Stored data:
"""
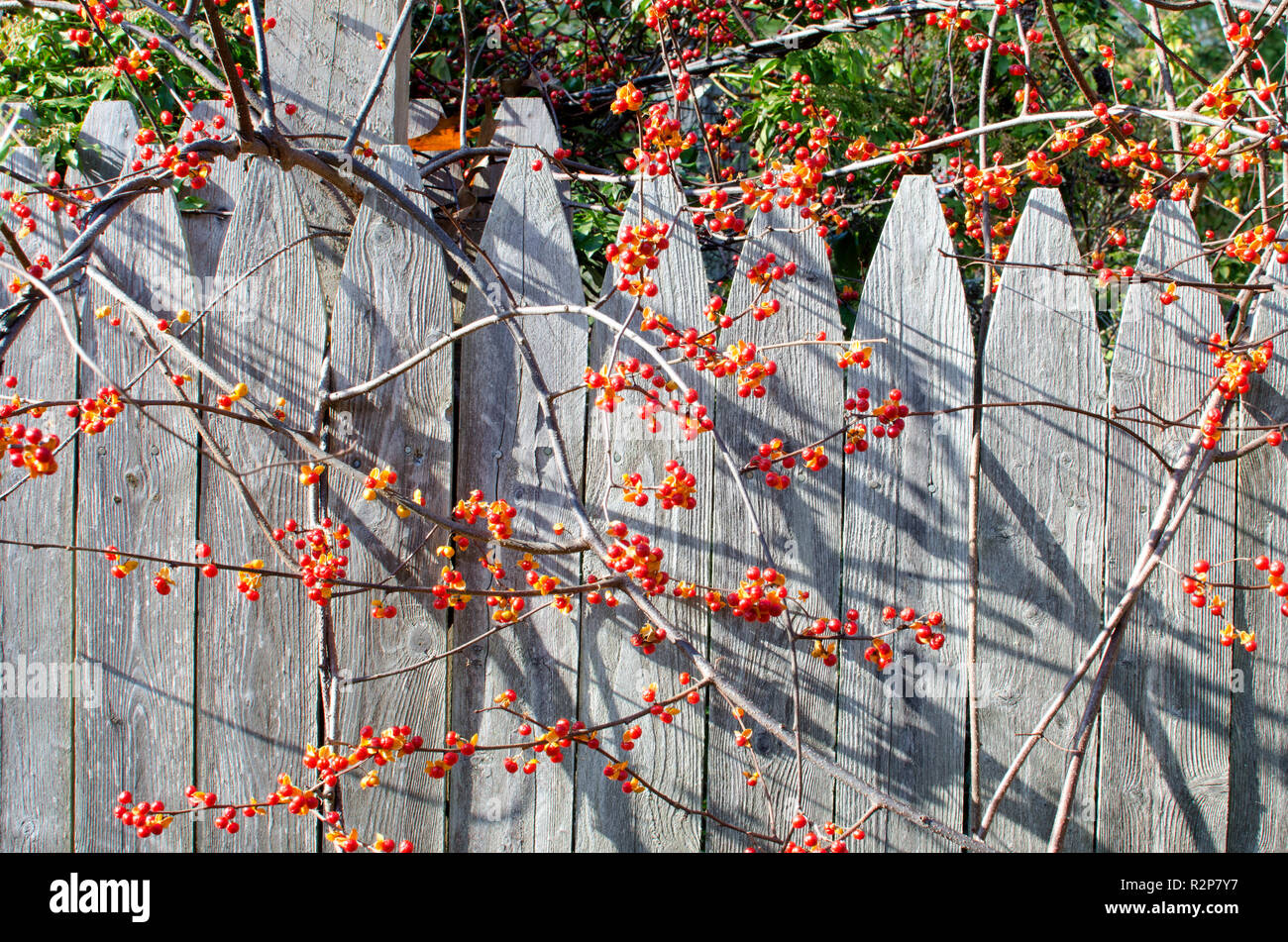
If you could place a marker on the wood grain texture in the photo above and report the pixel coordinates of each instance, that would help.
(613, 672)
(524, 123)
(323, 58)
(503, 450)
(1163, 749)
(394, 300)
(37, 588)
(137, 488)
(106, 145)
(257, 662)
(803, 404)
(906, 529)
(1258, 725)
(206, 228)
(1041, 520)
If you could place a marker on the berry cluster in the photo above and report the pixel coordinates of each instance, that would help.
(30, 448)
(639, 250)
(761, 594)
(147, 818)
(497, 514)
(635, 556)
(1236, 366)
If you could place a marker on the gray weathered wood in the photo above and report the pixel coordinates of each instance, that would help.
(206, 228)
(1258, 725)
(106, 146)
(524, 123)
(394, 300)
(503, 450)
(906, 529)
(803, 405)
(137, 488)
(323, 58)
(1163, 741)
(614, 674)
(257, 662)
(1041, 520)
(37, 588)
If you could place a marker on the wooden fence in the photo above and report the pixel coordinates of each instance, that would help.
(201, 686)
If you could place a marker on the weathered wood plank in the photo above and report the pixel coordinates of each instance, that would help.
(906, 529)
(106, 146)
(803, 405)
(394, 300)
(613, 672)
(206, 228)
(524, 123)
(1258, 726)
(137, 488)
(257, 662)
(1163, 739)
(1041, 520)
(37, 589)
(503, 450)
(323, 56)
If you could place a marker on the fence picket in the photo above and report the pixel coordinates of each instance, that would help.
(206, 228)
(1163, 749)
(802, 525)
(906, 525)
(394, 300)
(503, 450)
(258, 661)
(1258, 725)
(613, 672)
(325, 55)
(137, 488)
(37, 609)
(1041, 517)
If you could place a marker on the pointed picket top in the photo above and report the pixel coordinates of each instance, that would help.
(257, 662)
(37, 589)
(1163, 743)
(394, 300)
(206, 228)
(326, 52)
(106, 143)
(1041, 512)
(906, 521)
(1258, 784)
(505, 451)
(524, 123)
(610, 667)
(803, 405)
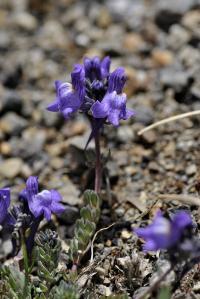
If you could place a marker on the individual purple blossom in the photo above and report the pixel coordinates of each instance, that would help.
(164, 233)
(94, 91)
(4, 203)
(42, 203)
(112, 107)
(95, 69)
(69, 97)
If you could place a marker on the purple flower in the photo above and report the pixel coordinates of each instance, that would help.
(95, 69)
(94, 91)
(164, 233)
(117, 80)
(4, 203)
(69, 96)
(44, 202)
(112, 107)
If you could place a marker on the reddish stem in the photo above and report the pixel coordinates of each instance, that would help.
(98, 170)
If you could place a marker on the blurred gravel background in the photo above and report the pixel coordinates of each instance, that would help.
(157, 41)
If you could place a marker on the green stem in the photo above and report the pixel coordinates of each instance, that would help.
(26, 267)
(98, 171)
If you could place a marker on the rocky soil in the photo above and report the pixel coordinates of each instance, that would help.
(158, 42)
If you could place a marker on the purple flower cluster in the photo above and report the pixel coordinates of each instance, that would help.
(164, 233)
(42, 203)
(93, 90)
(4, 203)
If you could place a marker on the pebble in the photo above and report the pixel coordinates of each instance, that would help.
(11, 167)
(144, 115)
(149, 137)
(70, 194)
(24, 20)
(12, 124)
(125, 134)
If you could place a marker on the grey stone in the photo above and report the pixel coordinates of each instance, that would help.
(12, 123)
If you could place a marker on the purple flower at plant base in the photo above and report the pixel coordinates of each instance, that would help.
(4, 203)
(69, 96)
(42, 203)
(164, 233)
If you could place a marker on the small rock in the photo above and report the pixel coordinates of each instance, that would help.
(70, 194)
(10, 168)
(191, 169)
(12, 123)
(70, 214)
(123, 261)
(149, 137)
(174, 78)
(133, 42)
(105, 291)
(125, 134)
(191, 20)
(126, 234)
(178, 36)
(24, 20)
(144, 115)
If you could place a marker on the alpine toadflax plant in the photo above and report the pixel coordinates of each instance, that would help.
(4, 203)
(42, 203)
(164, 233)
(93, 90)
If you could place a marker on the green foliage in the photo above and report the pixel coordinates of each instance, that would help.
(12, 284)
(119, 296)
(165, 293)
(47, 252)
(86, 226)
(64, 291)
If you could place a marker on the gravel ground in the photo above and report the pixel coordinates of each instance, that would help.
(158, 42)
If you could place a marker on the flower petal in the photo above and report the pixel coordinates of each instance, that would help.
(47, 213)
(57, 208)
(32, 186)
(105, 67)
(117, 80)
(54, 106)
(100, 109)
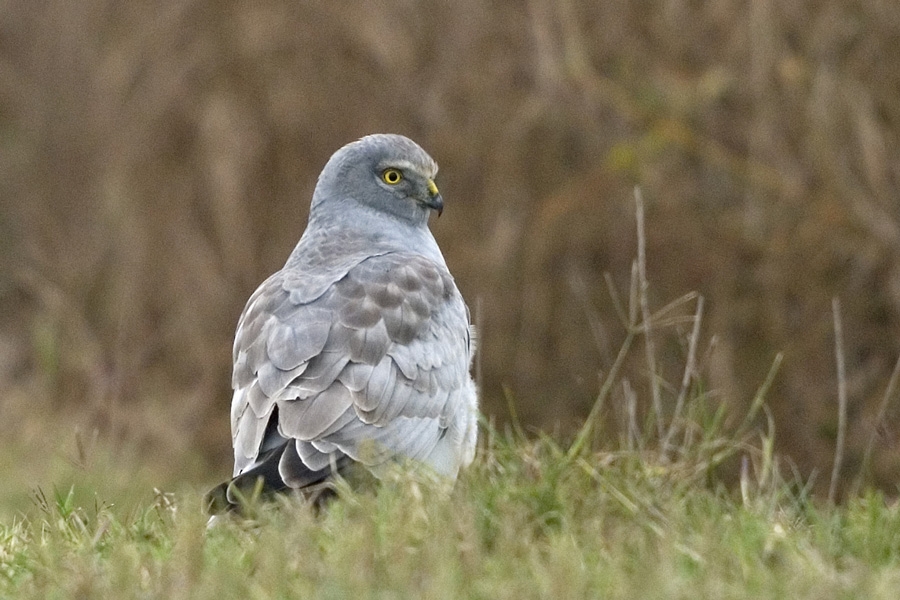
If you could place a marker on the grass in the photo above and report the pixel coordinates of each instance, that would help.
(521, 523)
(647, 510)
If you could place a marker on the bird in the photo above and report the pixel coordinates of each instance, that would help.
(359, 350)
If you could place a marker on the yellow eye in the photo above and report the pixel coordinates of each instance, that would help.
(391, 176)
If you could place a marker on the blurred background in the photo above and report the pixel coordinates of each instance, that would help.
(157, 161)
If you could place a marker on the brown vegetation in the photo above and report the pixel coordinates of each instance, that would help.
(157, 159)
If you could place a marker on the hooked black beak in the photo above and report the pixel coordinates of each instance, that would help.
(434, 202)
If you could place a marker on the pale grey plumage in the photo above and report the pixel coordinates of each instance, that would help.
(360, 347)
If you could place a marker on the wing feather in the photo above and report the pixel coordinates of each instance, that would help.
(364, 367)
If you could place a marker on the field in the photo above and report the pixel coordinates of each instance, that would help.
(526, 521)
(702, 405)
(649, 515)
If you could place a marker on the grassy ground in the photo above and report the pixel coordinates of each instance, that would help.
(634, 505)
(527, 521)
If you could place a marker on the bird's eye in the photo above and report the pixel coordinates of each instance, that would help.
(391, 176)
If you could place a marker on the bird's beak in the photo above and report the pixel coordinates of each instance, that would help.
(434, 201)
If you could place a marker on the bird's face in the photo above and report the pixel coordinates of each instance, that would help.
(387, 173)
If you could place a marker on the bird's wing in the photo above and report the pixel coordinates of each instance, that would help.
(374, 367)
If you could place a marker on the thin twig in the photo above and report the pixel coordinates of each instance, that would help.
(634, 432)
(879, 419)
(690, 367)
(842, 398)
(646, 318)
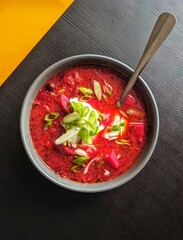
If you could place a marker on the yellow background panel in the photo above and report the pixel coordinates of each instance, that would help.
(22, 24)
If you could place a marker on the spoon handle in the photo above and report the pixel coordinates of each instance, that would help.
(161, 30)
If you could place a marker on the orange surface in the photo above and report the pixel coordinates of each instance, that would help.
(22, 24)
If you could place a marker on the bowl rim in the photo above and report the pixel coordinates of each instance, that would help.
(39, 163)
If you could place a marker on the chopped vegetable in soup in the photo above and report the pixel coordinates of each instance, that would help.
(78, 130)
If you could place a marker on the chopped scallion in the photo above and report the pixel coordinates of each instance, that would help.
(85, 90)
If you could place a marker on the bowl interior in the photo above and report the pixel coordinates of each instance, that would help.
"""
"""
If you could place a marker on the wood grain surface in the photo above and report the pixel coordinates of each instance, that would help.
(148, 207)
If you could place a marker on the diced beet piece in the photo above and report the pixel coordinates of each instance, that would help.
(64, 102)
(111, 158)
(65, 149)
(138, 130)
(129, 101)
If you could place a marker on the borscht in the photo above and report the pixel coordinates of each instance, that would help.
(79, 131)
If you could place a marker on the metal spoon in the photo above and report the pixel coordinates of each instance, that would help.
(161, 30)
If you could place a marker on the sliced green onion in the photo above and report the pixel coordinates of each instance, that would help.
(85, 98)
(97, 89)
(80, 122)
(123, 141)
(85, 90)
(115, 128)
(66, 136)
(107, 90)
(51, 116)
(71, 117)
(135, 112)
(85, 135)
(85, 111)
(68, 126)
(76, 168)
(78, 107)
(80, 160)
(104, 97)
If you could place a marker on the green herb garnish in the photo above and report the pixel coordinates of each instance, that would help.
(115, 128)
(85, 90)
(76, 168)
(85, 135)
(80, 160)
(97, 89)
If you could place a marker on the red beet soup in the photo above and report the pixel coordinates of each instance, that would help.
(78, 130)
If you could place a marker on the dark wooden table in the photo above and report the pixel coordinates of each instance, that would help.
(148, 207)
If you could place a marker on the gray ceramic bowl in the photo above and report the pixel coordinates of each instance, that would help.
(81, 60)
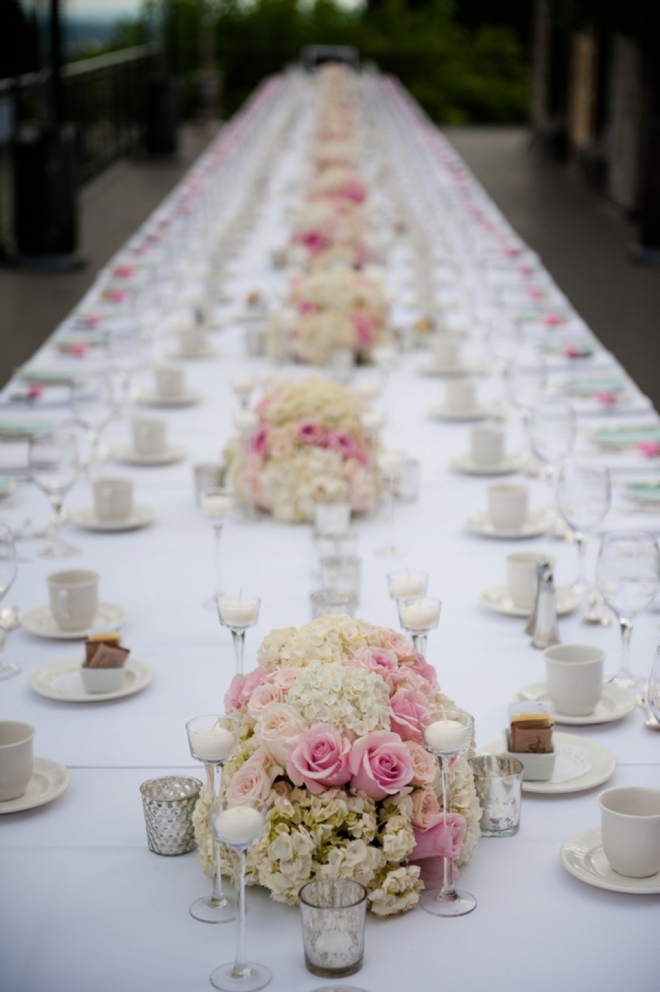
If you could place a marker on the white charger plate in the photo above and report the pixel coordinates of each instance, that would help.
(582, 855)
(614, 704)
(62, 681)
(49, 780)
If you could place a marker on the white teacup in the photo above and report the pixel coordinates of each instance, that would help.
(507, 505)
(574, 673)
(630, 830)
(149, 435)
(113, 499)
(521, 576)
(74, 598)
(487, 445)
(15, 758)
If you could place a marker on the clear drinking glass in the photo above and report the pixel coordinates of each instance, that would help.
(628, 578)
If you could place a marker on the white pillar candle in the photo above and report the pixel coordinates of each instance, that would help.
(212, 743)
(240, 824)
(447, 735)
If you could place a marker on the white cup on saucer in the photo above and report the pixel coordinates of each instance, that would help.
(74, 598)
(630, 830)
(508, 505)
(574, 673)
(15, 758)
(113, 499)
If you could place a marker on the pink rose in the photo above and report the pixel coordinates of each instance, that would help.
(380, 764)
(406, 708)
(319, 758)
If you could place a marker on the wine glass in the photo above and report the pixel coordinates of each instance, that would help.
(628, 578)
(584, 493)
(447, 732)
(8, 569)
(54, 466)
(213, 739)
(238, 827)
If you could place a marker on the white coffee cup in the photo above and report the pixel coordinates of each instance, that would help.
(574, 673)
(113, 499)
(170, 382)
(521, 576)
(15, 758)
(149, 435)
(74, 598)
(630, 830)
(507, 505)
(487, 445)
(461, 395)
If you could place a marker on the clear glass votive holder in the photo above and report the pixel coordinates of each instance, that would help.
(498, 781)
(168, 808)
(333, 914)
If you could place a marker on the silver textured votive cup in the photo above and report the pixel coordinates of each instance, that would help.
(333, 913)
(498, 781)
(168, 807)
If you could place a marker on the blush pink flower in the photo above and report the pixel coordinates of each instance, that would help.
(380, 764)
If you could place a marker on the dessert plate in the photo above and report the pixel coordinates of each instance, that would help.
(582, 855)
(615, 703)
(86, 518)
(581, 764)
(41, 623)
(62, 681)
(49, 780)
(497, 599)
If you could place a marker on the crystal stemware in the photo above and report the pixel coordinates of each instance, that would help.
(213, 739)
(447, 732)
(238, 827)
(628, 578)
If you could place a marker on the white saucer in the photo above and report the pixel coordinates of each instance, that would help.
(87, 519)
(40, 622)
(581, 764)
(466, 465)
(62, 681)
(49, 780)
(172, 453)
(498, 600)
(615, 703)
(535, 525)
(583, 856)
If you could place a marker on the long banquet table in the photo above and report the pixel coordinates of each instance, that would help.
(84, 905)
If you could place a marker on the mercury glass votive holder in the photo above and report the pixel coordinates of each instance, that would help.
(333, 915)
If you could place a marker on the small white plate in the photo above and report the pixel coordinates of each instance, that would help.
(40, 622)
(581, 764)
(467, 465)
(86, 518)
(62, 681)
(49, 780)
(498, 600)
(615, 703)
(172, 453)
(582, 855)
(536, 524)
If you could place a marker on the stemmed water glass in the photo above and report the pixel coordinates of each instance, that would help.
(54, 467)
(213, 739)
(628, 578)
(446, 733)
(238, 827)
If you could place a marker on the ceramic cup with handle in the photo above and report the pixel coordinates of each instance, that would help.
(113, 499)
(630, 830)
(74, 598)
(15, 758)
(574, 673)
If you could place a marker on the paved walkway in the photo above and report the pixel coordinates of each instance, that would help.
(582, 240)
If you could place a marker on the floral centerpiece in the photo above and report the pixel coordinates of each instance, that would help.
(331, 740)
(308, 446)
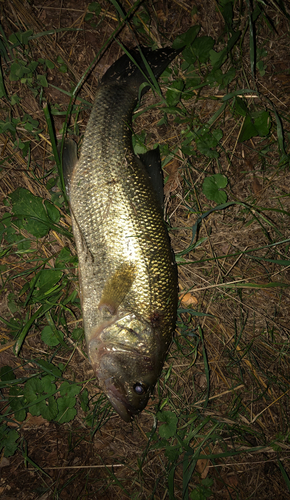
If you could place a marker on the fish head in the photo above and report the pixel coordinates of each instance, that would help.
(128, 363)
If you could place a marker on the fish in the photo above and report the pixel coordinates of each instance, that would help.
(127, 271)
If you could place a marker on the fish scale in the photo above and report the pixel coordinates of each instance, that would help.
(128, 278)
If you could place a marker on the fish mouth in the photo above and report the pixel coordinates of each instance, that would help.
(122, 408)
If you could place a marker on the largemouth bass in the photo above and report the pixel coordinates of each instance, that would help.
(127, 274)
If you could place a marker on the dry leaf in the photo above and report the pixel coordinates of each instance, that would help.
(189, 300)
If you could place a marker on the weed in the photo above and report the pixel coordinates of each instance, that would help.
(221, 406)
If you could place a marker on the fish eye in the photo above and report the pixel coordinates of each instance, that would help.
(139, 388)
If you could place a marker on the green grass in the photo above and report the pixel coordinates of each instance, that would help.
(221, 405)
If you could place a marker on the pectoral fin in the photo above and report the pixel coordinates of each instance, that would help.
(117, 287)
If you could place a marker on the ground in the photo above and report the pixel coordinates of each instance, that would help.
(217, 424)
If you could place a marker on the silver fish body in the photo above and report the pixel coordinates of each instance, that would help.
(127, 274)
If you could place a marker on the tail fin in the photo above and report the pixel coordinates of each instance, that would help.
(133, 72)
"""
Gather each line in the items above that contains the word "plate", and copy those lines out in full.

Expected answer:
If you could place a marker on the white charger plate in the photo above and report the pixel coordinates of each instance, that would help.
If you could place a marker on the dessert plate in the photo above and report the pixel coordinates of each instance, that would help.
If you could place a marker on the small white plate in the photo above and report the pixel coordinates of each instance, that would help.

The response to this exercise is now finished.